[Task instructions]
Your answer should reproduce the full set of records exactly as given.

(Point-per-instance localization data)
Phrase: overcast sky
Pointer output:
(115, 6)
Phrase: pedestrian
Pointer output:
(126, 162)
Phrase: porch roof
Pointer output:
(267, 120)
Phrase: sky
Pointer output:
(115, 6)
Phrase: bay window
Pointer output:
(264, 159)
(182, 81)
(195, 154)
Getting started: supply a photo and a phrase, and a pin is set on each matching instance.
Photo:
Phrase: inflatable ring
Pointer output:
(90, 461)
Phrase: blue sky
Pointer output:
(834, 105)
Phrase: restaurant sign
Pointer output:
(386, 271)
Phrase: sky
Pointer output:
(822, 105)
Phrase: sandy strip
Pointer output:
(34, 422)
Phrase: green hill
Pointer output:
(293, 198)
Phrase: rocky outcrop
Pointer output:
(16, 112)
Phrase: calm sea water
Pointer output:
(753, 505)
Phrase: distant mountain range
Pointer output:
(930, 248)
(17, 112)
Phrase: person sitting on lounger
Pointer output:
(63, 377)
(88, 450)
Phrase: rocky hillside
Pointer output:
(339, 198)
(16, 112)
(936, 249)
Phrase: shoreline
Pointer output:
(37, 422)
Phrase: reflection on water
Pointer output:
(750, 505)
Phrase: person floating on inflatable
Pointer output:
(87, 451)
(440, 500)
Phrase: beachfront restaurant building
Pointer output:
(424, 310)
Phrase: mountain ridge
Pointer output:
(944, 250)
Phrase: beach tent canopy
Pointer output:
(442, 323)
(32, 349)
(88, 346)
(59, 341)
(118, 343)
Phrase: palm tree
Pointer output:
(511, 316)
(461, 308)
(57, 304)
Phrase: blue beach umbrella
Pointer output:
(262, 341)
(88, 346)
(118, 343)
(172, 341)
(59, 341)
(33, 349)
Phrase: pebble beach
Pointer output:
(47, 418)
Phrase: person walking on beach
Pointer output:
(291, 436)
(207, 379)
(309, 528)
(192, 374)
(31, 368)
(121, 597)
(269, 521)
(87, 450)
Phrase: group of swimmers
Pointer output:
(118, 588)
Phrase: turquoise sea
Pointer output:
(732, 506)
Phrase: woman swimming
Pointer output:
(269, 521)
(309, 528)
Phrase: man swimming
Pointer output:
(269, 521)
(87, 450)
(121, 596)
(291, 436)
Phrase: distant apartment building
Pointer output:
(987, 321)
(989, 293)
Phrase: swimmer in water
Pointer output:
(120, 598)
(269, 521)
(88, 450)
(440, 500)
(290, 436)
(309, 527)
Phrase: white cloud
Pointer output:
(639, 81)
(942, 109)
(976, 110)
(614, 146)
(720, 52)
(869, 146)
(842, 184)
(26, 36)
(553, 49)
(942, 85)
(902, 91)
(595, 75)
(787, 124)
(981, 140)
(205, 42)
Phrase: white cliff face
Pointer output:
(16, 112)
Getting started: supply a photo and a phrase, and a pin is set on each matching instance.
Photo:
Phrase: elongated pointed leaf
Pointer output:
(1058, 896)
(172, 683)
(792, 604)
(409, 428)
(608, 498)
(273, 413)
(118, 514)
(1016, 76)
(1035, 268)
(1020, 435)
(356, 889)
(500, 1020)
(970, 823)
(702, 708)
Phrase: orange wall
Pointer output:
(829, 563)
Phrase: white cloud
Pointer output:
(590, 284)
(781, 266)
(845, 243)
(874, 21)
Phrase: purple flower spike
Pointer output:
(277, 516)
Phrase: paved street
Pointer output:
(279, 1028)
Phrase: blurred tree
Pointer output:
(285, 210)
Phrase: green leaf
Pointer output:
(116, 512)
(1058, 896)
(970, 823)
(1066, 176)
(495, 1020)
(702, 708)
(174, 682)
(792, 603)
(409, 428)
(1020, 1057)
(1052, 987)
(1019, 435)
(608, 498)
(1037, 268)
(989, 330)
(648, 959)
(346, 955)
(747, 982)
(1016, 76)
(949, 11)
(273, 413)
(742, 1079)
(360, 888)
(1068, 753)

[Answer section]
Phrase: overcast sky
Pointer output:
(115, 6)
Phrase: pedestrian
Pointer output:
(126, 162)
Phrase: porch roof
Pointer output:
(267, 120)
Phrase: sky
Pointer output:
(115, 6)
Phrase: bay window
Pointer output:
(264, 159)
(182, 81)
(195, 154)
Getting started: supply a photo and a phrase, and a pin is set on each matching instance.
Photo:
Phrase: inflatable ring
Pointer output:
(90, 461)
Phrase: blue sky
Pointer output:
(834, 105)
Phrase: restaurant sign
Pointer output:
(386, 271)
Phrase: sky
Pointer output:
(822, 105)
Phrase: sandy strip
Pointer output:
(34, 422)
Phrase: green hill
Pointer output:
(293, 198)
Phrase: rocky outcrop
Pointer output:
(16, 112)
Phrase: calm sea water
Pointer output:
(753, 505)
Phrase: distant mountain range
Pointer output:
(930, 248)
(17, 112)
Phrase: person sitting on lounger
Pointer output:
(63, 377)
(88, 450)
Phrase: rocky hillside
Pointer output:
(339, 198)
(16, 112)
(936, 249)
Phrase: shoreline
Pointer output:
(37, 422)
Phrase: reflection on water
Pointer output:
(750, 505)
Phrase: person floating on inflatable
Pointer output:
(87, 451)
(440, 500)
Phrase: beachfront restaurant building
Pointer output:
(424, 310)
Phrase: mountain ridge
Pointer output:
(944, 250)
Phrase: beach tent canopy
Pointer output:
(442, 323)
(32, 349)
(88, 346)
(59, 341)
(118, 343)
Phrase: palm tree
Pointer output:
(511, 316)
(461, 308)
(57, 304)
Phrase: blue beach umbrella
Pointer output:
(262, 341)
(88, 346)
(118, 343)
(172, 341)
(59, 341)
(33, 349)
Phrase: pebble beach
Pointer output:
(47, 418)
Phrase: person walking on beach
Pointer output:
(291, 436)
(207, 379)
(309, 528)
(192, 374)
(31, 368)
(121, 597)
(269, 521)
(87, 450)
Phrase: group of swimmers
Pointer output:
(118, 588)
Phrase: turquoise sea
Pointer output:
(732, 506)
Phrase: woman swimming
Pointer output:
(269, 521)
(309, 528)
Phrase: man swimming
Pointer output:
(269, 521)
(87, 450)
(121, 596)
(291, 436)
Phrase: distant apartment building
Pointer output:
(987, 321)
(989, 293)
Phrase: swimmer in water
Pointer output:
(120, 598)
(269, 521)
(88, 450)
(440, 500)
(290, 436)
(309, 527)
Phrase: white cloud
Pointer output:
(639, 81)
(942, 109)
(976, 110)
(614, 146)
(720, 52)
(869, 146)
(842, 184)
(26, 36)
(553, 49)
(942, 85)
(902, 91)
(595, 75)
(787, 124)
(981, 140)
(205, 42)
Phrase: white cliff face
Pointer output:
(16, 112)
Getting started: supply a photo and a phrase, and a pin is set on each matching instance.
Photo:
Phrase: elongated pointed leaf
Pointer output:
(1058, 896)
(172, 683)
(792, 604)
(409, 428)
(608, 498)
(273, 413)
(118, 514)
(1016, 76)
(1035, 268)
(1020, 435)
(356, 889)
(500, 1020)
(970, 823)
(702, 708)
Phrase: orange wall
Pointer output:
(829, 563)
Phrase: white cloud
Pointer output:
(590, 284)
(781, 266)
(845, 243)
(874, 21)
Phrase: purple flower spike
Pointer output:
(277, 516)
Phrase: paved street
Pointer output:
(279, 1028)
Phrase: blurred tree
Pointer output:
(285, 210)
Phrase: green leaf
Pointer output:
(116, 512)
(1058, 896)
(970, 823)
(1066, 176)
(495, 1020)
(702, 708)
(174, 682)
(792, 603)
(409, 428)
(1020, 1057)
(1052, 987)
(1019, 435)
(608, 498)
(1037, 268)
(989, 330)
(648, 959)
(346, 955)
(747, 982)
(1016, 76)
(949, 11)
(273, 413)
(742, 1079)
(360, 888)
(1068, 753)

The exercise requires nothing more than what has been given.